[BEGIN DATA SUPPLIED]

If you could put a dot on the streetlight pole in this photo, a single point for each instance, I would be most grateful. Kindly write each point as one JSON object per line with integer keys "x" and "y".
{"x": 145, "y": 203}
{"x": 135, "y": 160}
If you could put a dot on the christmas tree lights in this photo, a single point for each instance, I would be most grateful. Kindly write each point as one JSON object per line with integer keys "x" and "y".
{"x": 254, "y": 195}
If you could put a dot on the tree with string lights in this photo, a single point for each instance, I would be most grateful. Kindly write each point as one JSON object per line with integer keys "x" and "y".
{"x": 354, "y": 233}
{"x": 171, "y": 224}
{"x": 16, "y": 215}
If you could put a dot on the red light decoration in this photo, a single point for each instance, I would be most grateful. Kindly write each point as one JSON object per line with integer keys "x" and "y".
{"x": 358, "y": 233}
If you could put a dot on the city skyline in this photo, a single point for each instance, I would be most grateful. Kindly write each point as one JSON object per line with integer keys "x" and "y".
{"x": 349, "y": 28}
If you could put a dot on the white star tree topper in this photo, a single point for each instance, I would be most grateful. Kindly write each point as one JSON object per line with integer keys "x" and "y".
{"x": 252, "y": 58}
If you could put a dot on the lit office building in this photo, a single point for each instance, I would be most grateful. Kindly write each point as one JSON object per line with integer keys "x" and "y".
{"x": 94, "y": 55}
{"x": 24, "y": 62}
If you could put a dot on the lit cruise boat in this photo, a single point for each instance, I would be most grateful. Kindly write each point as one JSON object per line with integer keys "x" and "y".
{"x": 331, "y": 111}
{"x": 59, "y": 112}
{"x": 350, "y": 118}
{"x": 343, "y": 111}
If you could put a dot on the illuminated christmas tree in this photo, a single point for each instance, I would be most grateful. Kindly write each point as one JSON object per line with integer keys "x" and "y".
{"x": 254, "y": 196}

[END DATA SUPPLIED]

SHORT EXERCISE :: Print the listing above in full, exactly as it is.

RESPONSE BELOW ::
If you could put a dot on the streetlight pole in this photo, a single point for each instance, I would be most grateful. Kindly write each point as one JSON object per line with integer keys "x" and "y".
{"x": 145, "y": 203}
{"x": 135, "y": 160}
If you could put a dot on the christmas tree lights in this photo, a single point for each instance, I would be most grateful. Kindly write each point as one JSON object per line with integer keys "x" and "y".
{"x": 254, "y": 195}
If you could put a dot on the tree with string lights in this photo, a single point for each instance, I would be most grateful. Kindly write each point as one JSON object per line with integer keys "x" and "y".
{"x": 354, "y": 233}
{"x": 171, "y": 224}
{"x": 16, "y": 215}
If you could put a dot on the red light decoration in this photo, a single point for each instance, I would be most grateful. Kindly write each point as one JSON object per line with integer keys "x" and "y".
{"x": 358, "y": 233}
If you could put a dot on the city skyline in this photo, a single point for each instance, I would be most grateful. Kindly write each point as one JSON object per line with integer keys "x" and "y".
{"x": 349, "y": 28}
If you could put a dot on the white star tree topper in this photo, a single point for each instance, I would be most grateful. Kindly write each point as one JSON object per line with integer keys "x" and "y".
{"x": 252, "y": 58}
If you could put a dot on the lit office building in this photo, a single point for each instance, I would be most grateful. Kindly write each point as one JSON object per line with integer keys "x" and "y".
{"x": 94, "y": 55}
{"x": 24, "y": 62}
If you could put a dot on the lit cruise boat in this photo, a single point for each instance, I would be most grateful. Kindly write each point as one JSON object per line with integer keys "x" and "y".
{"x": 331, "y": 111}
{"x": 59, "y": 112}
{"x": 350, "y": 118}
{"x": 343, "y": 111}
If you could put a dot on the illuminated christmas tree in this photo, a single point for each instance, I would be most grateful. Kindly write each point as one JSON object per line with integer keys "x" and "y".
{"x": 254, "y": 196}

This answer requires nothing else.